**About this exercise**
State the number of lines in these records that include the string "milkweed", and say nothing more.

**Supplied data**
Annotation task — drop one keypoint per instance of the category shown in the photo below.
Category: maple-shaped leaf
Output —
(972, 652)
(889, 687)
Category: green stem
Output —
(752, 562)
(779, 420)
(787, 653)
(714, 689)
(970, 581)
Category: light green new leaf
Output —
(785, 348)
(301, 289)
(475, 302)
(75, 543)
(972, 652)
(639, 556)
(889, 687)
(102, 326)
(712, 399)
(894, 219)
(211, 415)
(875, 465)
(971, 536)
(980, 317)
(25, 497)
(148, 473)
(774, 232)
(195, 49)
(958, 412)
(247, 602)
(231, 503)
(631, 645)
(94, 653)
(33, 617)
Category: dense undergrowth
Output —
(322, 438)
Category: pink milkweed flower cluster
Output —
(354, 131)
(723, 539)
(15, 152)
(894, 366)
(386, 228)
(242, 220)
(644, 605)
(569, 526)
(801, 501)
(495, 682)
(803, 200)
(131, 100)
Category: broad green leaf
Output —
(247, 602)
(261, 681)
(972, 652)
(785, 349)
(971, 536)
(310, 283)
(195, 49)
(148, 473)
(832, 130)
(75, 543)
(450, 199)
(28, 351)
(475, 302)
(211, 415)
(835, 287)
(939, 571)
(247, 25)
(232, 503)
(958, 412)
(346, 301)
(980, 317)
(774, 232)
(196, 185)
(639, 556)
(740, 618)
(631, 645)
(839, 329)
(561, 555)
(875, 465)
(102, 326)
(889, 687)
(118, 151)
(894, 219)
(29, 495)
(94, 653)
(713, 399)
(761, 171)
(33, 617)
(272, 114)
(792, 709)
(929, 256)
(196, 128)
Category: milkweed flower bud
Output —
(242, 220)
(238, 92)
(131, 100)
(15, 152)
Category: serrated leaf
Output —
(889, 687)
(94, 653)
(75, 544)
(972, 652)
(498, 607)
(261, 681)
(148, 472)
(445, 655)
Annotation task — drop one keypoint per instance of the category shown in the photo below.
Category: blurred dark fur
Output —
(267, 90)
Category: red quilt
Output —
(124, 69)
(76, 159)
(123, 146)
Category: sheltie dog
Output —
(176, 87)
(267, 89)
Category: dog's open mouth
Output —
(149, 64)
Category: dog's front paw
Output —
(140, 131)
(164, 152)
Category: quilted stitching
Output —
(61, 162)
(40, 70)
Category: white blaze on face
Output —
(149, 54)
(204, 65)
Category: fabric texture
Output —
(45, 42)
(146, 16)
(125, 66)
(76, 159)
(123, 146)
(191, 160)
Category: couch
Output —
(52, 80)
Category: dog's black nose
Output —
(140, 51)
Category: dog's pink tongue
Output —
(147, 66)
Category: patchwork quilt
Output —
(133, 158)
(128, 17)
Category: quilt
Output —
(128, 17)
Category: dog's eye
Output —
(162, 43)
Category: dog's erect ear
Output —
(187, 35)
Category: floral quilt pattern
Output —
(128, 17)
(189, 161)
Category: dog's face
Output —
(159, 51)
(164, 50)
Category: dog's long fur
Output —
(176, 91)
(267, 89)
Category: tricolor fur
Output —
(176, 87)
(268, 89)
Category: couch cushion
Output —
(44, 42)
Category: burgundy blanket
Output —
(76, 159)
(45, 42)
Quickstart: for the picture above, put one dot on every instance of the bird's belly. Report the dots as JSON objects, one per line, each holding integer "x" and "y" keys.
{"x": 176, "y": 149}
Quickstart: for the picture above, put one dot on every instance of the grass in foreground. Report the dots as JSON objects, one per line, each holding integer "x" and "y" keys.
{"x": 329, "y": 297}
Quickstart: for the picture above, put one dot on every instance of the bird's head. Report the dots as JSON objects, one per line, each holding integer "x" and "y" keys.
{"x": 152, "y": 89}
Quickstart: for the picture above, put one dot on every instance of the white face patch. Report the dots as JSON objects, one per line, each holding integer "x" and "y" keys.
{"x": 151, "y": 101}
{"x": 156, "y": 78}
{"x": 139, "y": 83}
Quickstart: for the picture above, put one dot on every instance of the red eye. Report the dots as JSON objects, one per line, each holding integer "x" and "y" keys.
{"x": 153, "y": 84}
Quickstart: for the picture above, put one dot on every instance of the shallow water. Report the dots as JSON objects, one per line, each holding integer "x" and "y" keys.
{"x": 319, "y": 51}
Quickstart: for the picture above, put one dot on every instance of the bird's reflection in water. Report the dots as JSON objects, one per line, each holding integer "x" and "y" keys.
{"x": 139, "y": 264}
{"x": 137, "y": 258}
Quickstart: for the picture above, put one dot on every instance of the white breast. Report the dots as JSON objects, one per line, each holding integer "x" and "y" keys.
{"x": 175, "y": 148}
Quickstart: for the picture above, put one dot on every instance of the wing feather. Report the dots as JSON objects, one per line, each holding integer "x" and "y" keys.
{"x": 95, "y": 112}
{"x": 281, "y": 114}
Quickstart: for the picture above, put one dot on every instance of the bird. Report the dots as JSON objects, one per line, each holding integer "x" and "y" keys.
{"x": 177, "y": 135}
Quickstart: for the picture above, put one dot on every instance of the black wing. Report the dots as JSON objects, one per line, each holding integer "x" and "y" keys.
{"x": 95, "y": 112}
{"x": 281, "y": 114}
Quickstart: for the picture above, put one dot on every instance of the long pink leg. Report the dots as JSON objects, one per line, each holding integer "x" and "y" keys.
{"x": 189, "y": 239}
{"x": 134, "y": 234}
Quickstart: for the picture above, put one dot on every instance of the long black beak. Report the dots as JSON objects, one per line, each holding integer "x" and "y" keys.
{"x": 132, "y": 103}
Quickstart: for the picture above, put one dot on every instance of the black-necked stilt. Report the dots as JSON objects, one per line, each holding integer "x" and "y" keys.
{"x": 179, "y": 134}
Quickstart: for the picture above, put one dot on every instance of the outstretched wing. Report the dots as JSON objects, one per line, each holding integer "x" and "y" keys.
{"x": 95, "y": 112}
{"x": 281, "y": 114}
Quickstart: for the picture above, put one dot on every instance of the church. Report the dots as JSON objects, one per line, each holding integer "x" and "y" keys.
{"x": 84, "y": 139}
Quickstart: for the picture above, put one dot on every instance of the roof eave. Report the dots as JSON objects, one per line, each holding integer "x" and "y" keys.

**Solved exercise**
2